TASK 1 ▸
Decide whether each statement (a), (b) and (c) agrees with the text about the Joplin Youth Center, answering yes or no and quoting the exact words of that text that decide it. (a) The facility is run by the Orange County Department of Probation. (b) The facility holds female minors. (c) Andrew B. Joplin donated 640 acres of land for the site.
TASK 2 ▸
List every feature that the text about the Joplin Youth Center says the site has.
TASK 3 ▸
Write the next part of the text about the Joplin Youth Center, continuing after its last sentence.

DOCUMENT TEXT ▸
————
Joplin Youth Center
- Location: Santa Ana Mountains; 33°40′41″N 117°34′20″W﻿ / ﻿33.67793052756552°N 117.57218575021805°W;
- Opened: 1956; 70 years ago
- Website: OC Gov page

= Joplin Youth Center =

Juvenile center in Orange County, California

The Joplin Youth Center is a male juvenile facility situated in the Santa Ana Mountains near the unincorporated community of Trabuco Canyon, California. The facility is operated by the Orange County Department of Probation and houses minors convicted of various crimes. The site features several buildings, a basketball court, a soccer field, and a pond down the hill from the main compound. Being in the Santa Ana Mountains, the facility is surrounded by natural chaparral, coastal sage scrub, and woodland environments. The facility is only accessible via Rose Canyon Road and a small dirt path that winds upward from Trabuco Creek Road. The Joplin Youth Center was founded in 1956 when Andrew B. Joplin, the namesake of the site, donated 320 acres of land to be used for juvenile detention services. The yearly budget of the detention center in 2008 was US$4,700,000.
————
DATA ▸
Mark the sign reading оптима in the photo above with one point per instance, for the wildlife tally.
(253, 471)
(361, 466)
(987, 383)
————
RESPONSE AREA 1 ▸
(a) Yes: "The facility is operated by the Orange County Department of Probation"
(b) No: "is a male juvenile facility"
(c) No: "donated 320 acres of land"

RESPONSE AREA 2 ▸
- several buildings
- a basketball court
- a soccer field
- a pond down the hill from the main compound

RESPONSE AREA 3 ▸
On average, inmates stay at the facility for 30 to 90 days. Inmates wear color-coded shirts to indicate the amount of time spent at the facility as well as their behavior, thus correlating with what recreational privileges they may receive. Joplin Youth Center receives many detainees with gang ties and pays for the removal of gang-affiliated tattoos.

During the United States COVID-19 outbreak in 2020, the facility was vacated of juvenile inmates and was utilized as shelter for elderly homeless people of the county who did not show signs of infection.